• **WRITTEN REQUEST**: Reproduce the part of the material that opens with the line containing "Where can the saucer" and runs through the end of the material, putting "gelatin" in place of "jelly" and leaving everything else unchanged.

• **RECORDS FOR THIS TASK**:
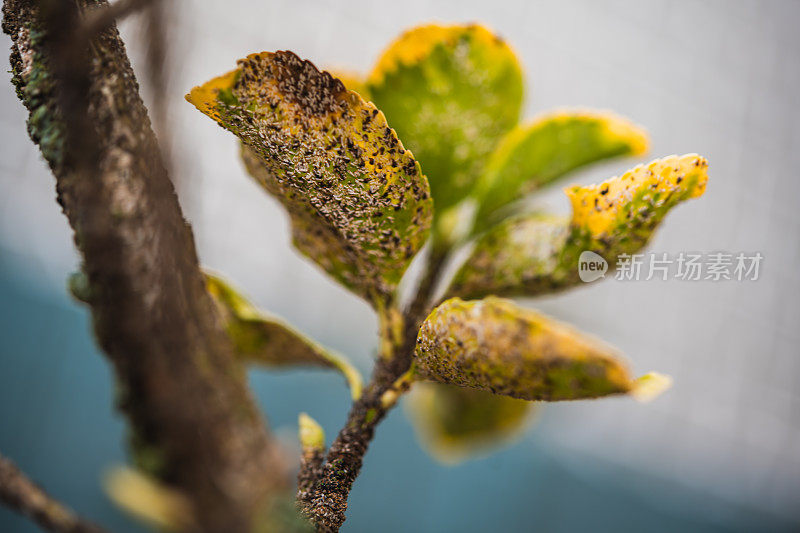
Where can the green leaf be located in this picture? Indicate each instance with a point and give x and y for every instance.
(451, 92)
(262, 339)
(353, 81)
(455, 423)
(359, 205)
(537, 254)
(496, 346)
(538, 153)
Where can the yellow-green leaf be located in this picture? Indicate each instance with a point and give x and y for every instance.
(262, 339)
(451, 92)
(544, 150)
(359, 204)
(455, 423)
(149, 500)
(352, 81)
(536, 254)
(310, 433)
(496, 346)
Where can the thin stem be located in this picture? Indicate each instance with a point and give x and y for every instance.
(326, 503)
(21, 494)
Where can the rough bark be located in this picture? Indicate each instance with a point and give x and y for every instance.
(193, 422)
(20, 493)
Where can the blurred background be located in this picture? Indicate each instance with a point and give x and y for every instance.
(718, 452)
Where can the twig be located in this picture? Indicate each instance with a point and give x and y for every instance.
(21, 494)
(193, 422)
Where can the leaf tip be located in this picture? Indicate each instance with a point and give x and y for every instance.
(650, 386)
(148, 499)
(310, 433)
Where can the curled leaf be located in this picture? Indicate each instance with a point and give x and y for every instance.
(359, 204)
(455, 423)
(538, 153)
(310, 433)
(262, 339)
(536, 254)
(496, 346)
(149, 500)
(451, 92)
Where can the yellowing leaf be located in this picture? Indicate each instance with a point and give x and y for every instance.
(544, 150)
(310, 433)
(451, 92)
(455, 423)
(259, 338)
(537, 254)
(353, 81)
(640, 197)
(359, 204)
(496, 346)
(650, 386)
(149, 500)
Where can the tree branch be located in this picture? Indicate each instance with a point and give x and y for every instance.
(193, 422)
(325, 504)
(21, 494)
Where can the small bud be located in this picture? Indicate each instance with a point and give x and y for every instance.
(310, 433)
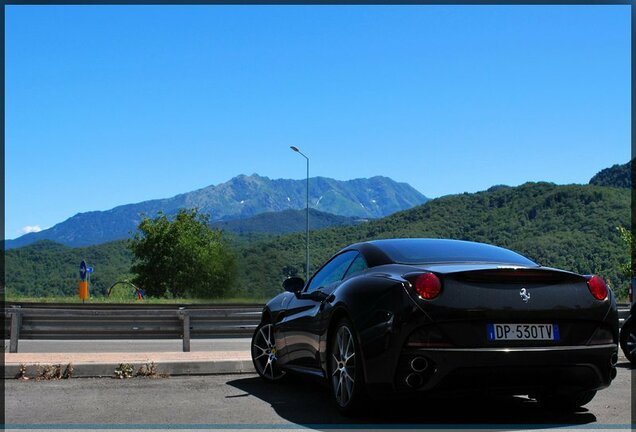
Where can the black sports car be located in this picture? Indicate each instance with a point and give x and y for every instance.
(441, 316)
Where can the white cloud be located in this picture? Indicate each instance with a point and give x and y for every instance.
(31, 228)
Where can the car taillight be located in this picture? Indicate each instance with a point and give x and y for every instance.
(428, 286)
(597, 287)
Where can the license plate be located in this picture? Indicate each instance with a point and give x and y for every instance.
(548, 332)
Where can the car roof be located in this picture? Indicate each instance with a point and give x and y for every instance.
(434, 250)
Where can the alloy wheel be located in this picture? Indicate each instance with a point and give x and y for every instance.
(264, 353)
(343, 366)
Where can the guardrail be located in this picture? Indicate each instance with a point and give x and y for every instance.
(135, 322)
(91, 322)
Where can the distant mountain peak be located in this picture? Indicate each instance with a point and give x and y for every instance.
(241, 197)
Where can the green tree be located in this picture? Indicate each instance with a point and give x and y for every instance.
(630, 243)
(182, 257)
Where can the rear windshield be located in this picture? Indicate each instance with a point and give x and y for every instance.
(426, 251)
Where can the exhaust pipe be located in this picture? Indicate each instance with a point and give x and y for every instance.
(414, 380)
(419, 364)
(614, 359)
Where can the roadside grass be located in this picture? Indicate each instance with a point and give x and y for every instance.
(129, 299)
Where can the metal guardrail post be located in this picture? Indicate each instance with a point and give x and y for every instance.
(16, 323)
(184, 315)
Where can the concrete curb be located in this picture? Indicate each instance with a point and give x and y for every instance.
(107, 369)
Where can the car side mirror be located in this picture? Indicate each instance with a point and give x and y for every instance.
(294, 284)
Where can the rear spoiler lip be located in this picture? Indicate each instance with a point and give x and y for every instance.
(456, 268)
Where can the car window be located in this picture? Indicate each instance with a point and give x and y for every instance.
(359, 264)
(333, 271)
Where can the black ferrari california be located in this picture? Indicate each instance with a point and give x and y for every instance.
(441, 317)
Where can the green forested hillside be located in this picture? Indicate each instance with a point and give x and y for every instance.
(47, 268)
(571, 227)
(614, 176)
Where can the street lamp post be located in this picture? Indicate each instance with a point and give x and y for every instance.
(297, 150)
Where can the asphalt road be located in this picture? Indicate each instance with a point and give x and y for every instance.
(137, 345)
(235, 401)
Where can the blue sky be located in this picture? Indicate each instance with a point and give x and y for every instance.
(108, 105)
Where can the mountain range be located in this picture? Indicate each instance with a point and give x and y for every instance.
(243, 197)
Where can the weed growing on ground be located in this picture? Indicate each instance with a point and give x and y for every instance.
(149, 370)
(124, 370)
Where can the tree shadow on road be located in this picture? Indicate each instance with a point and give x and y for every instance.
(308, 403)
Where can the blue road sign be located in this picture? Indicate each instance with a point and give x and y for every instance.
(83, 270)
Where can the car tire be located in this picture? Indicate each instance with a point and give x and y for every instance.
(263, 349)
(346, 379)
(628, 341)
(566, 402)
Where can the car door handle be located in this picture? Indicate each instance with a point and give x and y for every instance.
(328, 299)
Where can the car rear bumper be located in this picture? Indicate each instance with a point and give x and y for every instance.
(508, 370)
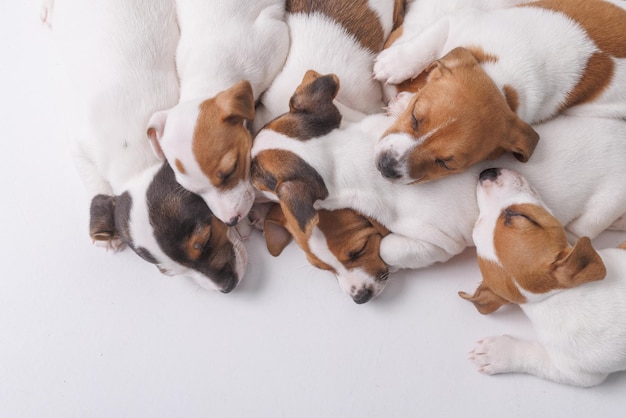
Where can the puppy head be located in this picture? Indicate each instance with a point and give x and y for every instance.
(281, 173)
(457, 118)
(522, 248)
(343, 242)
(172, 228)
(208, 146)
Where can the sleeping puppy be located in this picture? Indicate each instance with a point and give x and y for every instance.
(229, 53)
(574, 296)
(332, 37)
(343, 242)
(122, 73)
(487, 75)
(306, 169)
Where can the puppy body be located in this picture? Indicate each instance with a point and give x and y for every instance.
(329, 37)
(574, 296)
(229, 53)
(120, 59)
(336, 170)
(486, 75)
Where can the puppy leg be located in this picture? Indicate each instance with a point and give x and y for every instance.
(398, 252)
(406, 59)
(505, 354)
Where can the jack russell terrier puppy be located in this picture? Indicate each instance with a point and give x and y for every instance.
(574, 296)
(487, 75)
(305, 170)
(333, 37)
(122, 74)
(343, 242)
(229, 53)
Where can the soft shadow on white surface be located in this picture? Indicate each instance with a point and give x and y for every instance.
(93, 334)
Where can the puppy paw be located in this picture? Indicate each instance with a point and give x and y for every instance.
(398, 104)
(493, 355)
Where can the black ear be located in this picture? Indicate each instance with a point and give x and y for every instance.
(102, 218)
(315, 93)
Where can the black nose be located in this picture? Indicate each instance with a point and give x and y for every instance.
(363, 296)
(489, 174)
(229, 285)
(233, 221)
(388, 166)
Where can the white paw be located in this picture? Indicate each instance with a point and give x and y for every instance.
(493, 355)
(244, 228)
(392, 66)
(398, 104)
(115, 245)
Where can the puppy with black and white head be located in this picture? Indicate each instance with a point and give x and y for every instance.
(122, 73)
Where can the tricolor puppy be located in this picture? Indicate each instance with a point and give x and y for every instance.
(229, 53)
(574, 296)
(122, 73)
(487, 75)
(306, 161)
(334, 37)
(343, 242)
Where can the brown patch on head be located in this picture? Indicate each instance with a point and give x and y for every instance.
(186, 230)
(296, 184)
(351, 237)
(221, 142)
(357, 19)
(312, 112)
(532, 247)
(460, 117)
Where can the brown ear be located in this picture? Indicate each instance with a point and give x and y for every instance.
(581, 264)
(484, 299)
(155, 129)
(236, 103)
(277, 237)
(102, 218)
(315, 92)
(522, 139)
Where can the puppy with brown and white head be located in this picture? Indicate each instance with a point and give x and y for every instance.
(343, 242)
(574, 296)
(229, 53)
(487, 75)
(307, 161)
(334, 37)
(121, 73)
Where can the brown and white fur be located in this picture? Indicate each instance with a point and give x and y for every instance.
(486, 75)
(229, 53)
(332, 37)
(574, 296)
(121, 73)
(343, 242)
(307, 162)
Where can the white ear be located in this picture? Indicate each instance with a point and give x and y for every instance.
(156, 126)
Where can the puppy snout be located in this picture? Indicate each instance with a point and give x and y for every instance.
(388, 166)
(234, 220)
(363, 295)
(489, 174)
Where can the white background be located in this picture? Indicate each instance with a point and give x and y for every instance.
(85, 333)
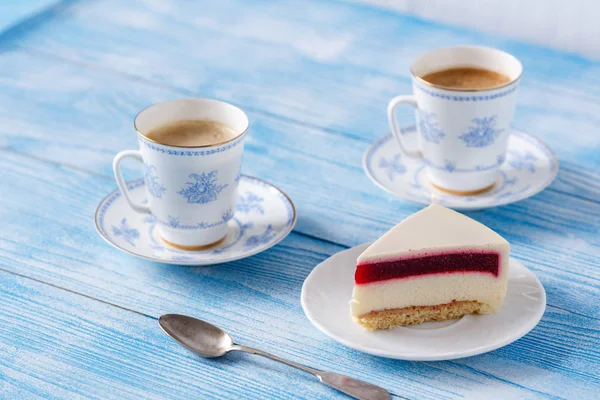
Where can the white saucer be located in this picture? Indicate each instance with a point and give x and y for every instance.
(328, 290)
(529, 168)
(264, 216)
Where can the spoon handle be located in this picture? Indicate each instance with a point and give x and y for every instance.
(352, 387)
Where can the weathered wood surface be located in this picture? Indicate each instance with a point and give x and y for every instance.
(315, 78)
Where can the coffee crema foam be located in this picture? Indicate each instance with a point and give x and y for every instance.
(466, 78)
(192, 133)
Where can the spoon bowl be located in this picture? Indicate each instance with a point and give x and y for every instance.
(196, 335)
(211, 342)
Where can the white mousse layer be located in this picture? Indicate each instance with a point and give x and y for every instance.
(433, 230)
(430, 290)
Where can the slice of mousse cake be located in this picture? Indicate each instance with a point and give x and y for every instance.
(435, 265)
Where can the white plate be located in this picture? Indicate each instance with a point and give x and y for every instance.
(328, 290)
(529, 168)
(264, 216)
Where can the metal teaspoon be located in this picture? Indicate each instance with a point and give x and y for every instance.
(211, 342)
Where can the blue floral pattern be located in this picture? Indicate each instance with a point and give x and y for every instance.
(250, 202)
(203, 189)
(449, 166)
(428, 127)
(522, 161)
(263, 238)
(483, 133)
(130, 235)
(151, 180)
(392, 167)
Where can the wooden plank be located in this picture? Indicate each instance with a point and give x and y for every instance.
(549, 232)
(14, 15)
(57, 344)
(257, 298)
(82, 118)
(334, 67)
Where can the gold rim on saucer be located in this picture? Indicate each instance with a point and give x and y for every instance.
(463, 193)
(193, 248)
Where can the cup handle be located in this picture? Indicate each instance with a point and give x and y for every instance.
(141, 208)
(395, 102)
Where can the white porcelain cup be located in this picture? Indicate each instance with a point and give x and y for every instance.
(191, 191)
(462, 134)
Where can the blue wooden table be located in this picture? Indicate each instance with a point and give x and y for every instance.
(78, 318)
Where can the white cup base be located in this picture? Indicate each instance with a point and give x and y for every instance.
(463, 183)
(192, 240)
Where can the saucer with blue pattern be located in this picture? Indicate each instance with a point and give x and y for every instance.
(530, 166)
(264, 216)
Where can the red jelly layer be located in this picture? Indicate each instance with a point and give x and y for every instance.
(430, 264)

• **RESPONSE TO THIS TASK**:
Where can the saucer with blue pattern be located in this picture? Indicate each instance with a point and give x and y for every instance.
(530, 166)
(264, 216)
Where can the red gelatin layer be located in this picture? Indicate each instance with a point and give x and y for every instance.
(430, 264)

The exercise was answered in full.